■ Text excerpt ■
┌──
I’m sure there are other reasons why Collaboration is Hard, but this is a start. As I think about it, I will work on a necessary Part III as well here — how to foster collaboration in your organization.
Family vs. Team?
I used to describe our culture and our employees and our leaders at Return Path as a family.
That was a mistake. It was just plain wrong. It served us well in some respects, but it bit us in the ass on others.
Great groupings of people at work are teams, not families. You can have a highly functional family. But you don’t have high performing families. Work teams need to be high performing.
Here’s what I mean.
The family metaphor worked well at Return Path around the principles of caring for people and lifting each other up. Those elements of a culture are absolutely critical. I don’t regret them for a minute.
But the downside of that metaphor is that families by definition stay families. Sure, spouses can get divorced, but usually not after years of trying to make it work. And kids and parents can’t stop being relatives. Families also don’t typically have metrics and have a structural impetus to improve how they relate to each other, or to some kind of tangible output.
The practical problem with the family metaphor comes down to holding on to people too long when those people aren’t performing well. While I am a big believer that past high performance is both an indicator of future high performance and earns you as an employee a little extra grace when something goes wrong, those things can’t be absolute in business, and they have a clock on them. High performing businesses go the extra mile for their people when their people are going through a rough patch in their lives, and they should be willing to invest in coaching and development when their people need a boost or some kind of corrective action. But not indefinitely.
So even with all the caring and lifting each other up…the family is just the wrong metaphor for a business.
Here’s why the team is the right one, and I’ll use the language of sports teams here a bit more than I normally do.
Teams train together. They have a common goal, which is winning. They know that they are only as good as their weakest link. They have leaders like coaches, managers, GMs, and captains, who they look to for guidance and direction. They are disappointed when they fall short of their goals.
But — and this is the critical learning — the best teams, the highest performing teams in the world, don’t only focus on performance, metrics, and improvement. They care about their people and lift them up. Sure, there are winning teams with tyrannical bosses like the 1970s Yankees. But would you have rather been on one of the George Steinbrenner/Billy Martin teams, or worked for Joe Torre or even Joe Girardi?
The best groupings of people at work are high performing teams…AND they care about each other as people. They just don’t care about each other as people to the detriment of the team, at least not longer than a very brief cure period would allow when something goes sideways.
You can lead your organization to have the orientation of a team, with some of the best elements of families. But not the other way around.
└──
■ What is being asked ■
From the passage on teams and families, return the words from "The best groupings" to "something goes sideways.", copied without any change. The rows that come next are separate material, apart from the passage on teams and families.

(Source records)
┌──
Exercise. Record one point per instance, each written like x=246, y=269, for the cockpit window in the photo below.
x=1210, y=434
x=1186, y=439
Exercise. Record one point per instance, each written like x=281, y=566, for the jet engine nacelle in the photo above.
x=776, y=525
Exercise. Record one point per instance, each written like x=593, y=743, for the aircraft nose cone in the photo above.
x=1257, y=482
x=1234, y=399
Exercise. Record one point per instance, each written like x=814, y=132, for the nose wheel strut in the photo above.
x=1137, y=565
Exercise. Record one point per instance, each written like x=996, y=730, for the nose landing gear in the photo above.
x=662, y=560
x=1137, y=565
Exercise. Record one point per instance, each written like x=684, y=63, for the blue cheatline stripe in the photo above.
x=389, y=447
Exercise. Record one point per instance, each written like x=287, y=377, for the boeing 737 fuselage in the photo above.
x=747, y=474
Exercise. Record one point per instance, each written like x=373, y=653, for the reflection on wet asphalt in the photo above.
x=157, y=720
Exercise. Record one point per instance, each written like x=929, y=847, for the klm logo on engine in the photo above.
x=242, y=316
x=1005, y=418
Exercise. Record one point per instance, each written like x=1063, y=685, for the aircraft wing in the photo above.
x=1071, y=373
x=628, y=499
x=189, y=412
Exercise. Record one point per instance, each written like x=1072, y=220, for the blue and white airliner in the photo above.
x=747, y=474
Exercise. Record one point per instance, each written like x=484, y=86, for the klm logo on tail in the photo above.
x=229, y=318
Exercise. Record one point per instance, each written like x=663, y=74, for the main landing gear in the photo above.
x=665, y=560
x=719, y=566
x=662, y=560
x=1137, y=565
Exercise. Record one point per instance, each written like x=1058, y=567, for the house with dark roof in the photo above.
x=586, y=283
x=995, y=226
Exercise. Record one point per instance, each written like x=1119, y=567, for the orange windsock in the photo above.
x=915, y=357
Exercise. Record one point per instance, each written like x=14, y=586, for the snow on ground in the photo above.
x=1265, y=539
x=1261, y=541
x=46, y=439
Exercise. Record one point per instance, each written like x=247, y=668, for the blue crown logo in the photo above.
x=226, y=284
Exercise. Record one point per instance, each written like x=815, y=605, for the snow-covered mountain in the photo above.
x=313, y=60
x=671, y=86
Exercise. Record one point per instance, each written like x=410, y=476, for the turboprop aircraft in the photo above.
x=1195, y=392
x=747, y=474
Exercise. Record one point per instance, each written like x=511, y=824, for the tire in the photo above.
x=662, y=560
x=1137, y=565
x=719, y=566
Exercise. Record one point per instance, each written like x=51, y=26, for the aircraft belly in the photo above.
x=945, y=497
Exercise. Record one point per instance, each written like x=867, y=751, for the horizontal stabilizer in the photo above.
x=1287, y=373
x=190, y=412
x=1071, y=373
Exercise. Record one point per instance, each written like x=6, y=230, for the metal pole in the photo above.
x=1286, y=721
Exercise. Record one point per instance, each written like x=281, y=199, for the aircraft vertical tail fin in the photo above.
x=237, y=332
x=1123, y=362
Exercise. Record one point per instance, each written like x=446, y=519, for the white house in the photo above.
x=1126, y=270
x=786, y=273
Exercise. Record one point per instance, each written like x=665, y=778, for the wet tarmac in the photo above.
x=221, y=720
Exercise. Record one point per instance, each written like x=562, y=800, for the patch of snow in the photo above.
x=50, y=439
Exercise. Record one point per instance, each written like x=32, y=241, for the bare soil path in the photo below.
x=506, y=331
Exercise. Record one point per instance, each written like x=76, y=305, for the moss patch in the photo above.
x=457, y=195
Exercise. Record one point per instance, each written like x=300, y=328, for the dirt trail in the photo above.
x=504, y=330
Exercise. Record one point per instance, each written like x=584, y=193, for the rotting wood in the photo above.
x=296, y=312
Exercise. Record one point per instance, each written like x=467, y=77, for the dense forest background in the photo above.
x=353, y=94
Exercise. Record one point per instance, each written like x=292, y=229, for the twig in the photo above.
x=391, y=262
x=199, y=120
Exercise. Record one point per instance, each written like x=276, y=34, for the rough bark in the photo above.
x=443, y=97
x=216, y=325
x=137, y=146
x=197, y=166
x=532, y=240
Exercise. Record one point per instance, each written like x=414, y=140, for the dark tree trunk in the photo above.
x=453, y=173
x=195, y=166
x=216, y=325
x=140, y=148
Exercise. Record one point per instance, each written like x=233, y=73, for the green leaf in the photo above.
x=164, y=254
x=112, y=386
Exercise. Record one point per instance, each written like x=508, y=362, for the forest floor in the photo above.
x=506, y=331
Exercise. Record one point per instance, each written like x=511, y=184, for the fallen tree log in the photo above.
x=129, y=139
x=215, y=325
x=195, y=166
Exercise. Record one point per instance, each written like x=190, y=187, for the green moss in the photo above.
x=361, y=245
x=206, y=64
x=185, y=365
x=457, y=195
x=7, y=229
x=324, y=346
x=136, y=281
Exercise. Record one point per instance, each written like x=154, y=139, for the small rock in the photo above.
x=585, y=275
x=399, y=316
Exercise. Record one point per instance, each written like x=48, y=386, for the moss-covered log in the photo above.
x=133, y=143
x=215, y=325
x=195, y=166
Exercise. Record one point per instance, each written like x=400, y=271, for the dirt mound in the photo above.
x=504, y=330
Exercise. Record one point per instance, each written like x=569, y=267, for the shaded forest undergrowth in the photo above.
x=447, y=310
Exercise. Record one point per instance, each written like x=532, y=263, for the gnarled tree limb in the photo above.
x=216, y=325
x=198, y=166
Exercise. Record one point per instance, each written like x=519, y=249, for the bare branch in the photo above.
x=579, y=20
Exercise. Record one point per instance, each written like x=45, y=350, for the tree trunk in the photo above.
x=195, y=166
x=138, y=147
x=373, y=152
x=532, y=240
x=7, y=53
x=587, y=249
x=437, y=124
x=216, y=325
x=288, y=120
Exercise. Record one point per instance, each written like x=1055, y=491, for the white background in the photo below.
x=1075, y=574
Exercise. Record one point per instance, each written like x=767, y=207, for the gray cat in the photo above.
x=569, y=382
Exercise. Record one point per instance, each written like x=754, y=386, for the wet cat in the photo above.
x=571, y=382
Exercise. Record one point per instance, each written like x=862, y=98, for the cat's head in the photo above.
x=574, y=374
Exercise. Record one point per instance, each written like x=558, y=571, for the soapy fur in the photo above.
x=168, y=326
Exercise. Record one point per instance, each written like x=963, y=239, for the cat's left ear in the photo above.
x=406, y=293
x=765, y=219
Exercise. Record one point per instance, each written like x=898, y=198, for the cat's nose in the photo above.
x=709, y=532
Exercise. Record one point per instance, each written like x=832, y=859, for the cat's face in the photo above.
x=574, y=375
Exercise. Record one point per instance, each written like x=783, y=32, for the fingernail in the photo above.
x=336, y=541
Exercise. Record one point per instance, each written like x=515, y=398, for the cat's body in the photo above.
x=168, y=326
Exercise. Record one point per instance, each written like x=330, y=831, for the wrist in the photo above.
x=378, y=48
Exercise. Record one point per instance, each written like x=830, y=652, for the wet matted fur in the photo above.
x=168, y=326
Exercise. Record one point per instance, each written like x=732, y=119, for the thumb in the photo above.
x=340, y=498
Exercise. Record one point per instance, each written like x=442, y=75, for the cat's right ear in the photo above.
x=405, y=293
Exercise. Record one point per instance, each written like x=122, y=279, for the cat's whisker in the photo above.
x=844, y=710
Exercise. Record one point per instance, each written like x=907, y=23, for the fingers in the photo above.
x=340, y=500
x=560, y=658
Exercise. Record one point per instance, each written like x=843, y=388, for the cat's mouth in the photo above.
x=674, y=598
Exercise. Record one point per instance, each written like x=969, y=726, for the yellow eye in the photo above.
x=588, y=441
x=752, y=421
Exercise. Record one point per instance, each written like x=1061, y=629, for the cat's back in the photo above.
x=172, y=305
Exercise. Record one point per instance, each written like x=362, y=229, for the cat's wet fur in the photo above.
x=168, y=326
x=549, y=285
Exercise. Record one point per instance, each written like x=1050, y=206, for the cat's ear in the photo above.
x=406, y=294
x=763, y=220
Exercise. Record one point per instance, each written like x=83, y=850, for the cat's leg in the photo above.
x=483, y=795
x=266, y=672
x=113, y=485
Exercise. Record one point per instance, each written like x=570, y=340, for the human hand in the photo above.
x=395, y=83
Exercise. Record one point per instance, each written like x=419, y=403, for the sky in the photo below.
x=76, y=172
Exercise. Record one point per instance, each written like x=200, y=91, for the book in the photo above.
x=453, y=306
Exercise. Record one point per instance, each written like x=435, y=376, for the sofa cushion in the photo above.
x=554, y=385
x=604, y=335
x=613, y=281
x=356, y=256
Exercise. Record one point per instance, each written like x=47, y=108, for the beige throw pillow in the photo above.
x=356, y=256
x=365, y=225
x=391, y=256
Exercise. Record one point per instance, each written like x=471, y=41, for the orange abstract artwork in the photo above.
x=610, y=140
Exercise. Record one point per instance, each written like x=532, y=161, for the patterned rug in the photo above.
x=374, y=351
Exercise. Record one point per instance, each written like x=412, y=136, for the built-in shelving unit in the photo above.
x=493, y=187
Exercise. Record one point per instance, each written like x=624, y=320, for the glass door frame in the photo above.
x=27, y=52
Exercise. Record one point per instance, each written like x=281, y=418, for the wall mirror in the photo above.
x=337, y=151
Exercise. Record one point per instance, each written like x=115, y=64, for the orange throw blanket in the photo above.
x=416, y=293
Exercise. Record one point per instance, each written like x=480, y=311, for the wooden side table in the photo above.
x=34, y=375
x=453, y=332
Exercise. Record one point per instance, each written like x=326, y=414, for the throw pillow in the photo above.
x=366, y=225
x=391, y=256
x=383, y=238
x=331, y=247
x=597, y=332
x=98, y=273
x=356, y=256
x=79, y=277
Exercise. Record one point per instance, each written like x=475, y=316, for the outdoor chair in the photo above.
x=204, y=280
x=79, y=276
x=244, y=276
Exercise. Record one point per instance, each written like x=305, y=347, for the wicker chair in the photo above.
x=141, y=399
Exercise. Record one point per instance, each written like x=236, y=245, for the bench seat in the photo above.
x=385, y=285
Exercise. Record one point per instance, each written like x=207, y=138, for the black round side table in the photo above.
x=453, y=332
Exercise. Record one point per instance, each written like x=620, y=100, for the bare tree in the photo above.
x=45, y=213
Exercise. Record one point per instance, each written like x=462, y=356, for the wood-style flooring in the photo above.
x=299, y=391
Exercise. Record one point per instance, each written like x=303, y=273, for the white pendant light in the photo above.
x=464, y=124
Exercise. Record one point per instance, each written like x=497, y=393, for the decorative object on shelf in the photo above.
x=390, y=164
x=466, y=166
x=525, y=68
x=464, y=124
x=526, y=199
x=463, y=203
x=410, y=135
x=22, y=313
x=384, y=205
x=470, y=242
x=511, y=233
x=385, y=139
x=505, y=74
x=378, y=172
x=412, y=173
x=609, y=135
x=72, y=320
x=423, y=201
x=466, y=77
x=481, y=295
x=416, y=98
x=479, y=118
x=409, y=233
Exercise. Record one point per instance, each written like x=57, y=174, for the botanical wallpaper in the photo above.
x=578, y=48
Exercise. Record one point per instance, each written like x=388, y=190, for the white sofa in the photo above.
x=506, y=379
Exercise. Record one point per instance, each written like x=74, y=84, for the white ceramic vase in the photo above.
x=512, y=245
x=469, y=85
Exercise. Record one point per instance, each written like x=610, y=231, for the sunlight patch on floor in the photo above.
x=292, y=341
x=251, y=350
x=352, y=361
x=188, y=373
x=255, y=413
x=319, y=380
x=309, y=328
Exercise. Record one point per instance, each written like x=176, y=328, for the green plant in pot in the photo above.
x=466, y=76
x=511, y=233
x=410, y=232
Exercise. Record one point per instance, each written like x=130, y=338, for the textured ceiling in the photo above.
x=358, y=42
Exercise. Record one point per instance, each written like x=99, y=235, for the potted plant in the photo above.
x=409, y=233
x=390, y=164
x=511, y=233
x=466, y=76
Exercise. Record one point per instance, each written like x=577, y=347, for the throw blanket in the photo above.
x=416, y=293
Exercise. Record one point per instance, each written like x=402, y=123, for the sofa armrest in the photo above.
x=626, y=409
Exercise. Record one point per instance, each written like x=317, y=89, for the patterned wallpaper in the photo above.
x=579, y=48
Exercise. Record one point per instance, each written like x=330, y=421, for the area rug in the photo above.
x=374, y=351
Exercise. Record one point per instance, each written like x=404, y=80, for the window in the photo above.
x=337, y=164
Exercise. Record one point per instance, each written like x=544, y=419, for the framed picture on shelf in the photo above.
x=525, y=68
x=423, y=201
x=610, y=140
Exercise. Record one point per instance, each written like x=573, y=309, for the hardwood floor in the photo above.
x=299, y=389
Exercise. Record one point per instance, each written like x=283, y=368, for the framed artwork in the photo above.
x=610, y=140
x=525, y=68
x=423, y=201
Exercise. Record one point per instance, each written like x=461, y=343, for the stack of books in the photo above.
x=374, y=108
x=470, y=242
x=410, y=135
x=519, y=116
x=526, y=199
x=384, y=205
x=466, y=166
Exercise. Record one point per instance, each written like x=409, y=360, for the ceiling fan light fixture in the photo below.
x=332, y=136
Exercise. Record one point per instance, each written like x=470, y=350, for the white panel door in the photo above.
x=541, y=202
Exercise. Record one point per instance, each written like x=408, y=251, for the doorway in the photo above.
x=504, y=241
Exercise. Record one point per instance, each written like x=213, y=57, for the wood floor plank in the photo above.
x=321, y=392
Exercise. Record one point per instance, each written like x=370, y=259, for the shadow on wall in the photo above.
└──
■ Problem solution ■
The best groupings of people at work are high performing teams…AND they care about each other as people. They just don’t care about each other as people to the detriment of the team, at least not longer than a very brief cure period would allow when something goes sideways.